Liste des tâches
1. Résumez en deux phrases l'article sur la vision stratégique de la Turquie.
2. Selon l'article sur la vision stratégique de la Turquie, à quel homologue soviétique Caglayangil a-t-il demandé comment il se reposait ?
3. Poursuivez l'article sur la vision stratégique de la Turquie à partir de sa dernière phrase.

##### Page #####

İsmet Berkan, rédacteur en chef du quotidien Radikal, revient sur les derniers développements diplomatiques à Ankara dont la réception d’une délégation du Hamas devait constituer l’événement le plus marquant. De la Croatie à l’Asie centrale et de la fondation de la République à aujourd’hui, il interroge le besoin, pour la Turquie, de projeter ses vision et dimension stratégiques sur un plan mondial.
© Radikal, le 21/02/2006
Si je me souviens bien c’est dans les mémoires de l’un des nos regrettés ministre des Affaires étrangères Ihsan Sabri Caglayangil que l’on trouvait une telle histoire. Caglayangil, dans le cadre d’une visite à Moscou devait poser à Andrei Gromiko, son homologue soviétique, la question de savoir comment il se reposait. Gromiko le fait alors passer par une porte dérobée dans un pièce réservée à la détente. Et là se trouve un fauteuil de cuir en face duquel sur le mur et de la taille de celui-ci est disposée une immense mappemonde. « C’est ici que je me repose », déclare alors le russe. « Je me détends en regardant cette carte. »
Oui, bien sûr, à cette époque, Gromiko était le ministre des Affaires étrangères d’un des deux super-puissances. La flotte de ce pays évoluait sur les mers des quatre coins du monde. Les intérêts de ce pays se trouvaient également sur chacun des cinq continents. C’est la raison pour laquelle ses dirigeants pensaient, devaient absolument penser non pas localement mais à l’échelle du monde.
Lorsque vous lisez la biographie de Enver Pacha, l’homme dont on peut dire qu’il a presque coulé à lui tout seul l’Empire ottoman, vous vous rendez compte que même d’une façon différente d’aujourd’hui, en inventant des chimères et en en faisant des aventures, et bien il était de ceux qui pensaient à une échelle globale.
Pour avoir fondé la République à partir de rien, Atatürk ressentait le besoin d’une consolidation.
C’est la raison pour laquelle même si on ne devait pas échapper à un peu de fermeture sur soi, il a toujours considéré le monde sous une large perspective extérieure notamment dans sa recherche de collaboration avec l’Iran et l’Afghanistan ou d’alliance balkanique.

##### Extrait des données #####

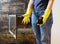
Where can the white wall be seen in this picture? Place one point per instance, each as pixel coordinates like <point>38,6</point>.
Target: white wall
<point>55,36</point>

#####

Réponses par tâche
1. İsmet Berkan, rédacteur en chef de Radikal, interroge le besoin pour la Turquie de projeter sa vision stratégique sur un plan mondial et rappelle une anecdote dans laquelle Gromiko disait se détendre en regardant une immense mappemonde. Il évoque aussi Enver Pacha, qui pensait à une échelle globale, et Atatürk, qui a toujours considéré le monde sous une large perspective extérieure malgré son besoin de consolider la République.

2. À Andrei Gromiko.

3.
Mais avec le temps, la Turquie s’est refermée sur elle-même. Sans parler du monde en général, elle en est parvenue à ne plus même s’intéresser à son plus proche environnement. On craignait de s’intéresser à notre immédiat voisinage.
Considérez ne serait que la guerre en ex-Yougoslavie qui pour la Turquie fut source de turpitudes. Ankara a trop tardé à prendre position et à intervenir dans cette guerre. Après tant et tant de tergiversations, finalement Süleyman Demirel, comme Premier ministre puis Président de la République a pu jouer un grand rôle dans l’intervention américaine mais quand il fut question d’envoyer des soldats dans le cadre de la mission de maintien de la paix, il a été nécessaire de circonvenir une sérieuse opposition de tous ces penchants isolationnistes.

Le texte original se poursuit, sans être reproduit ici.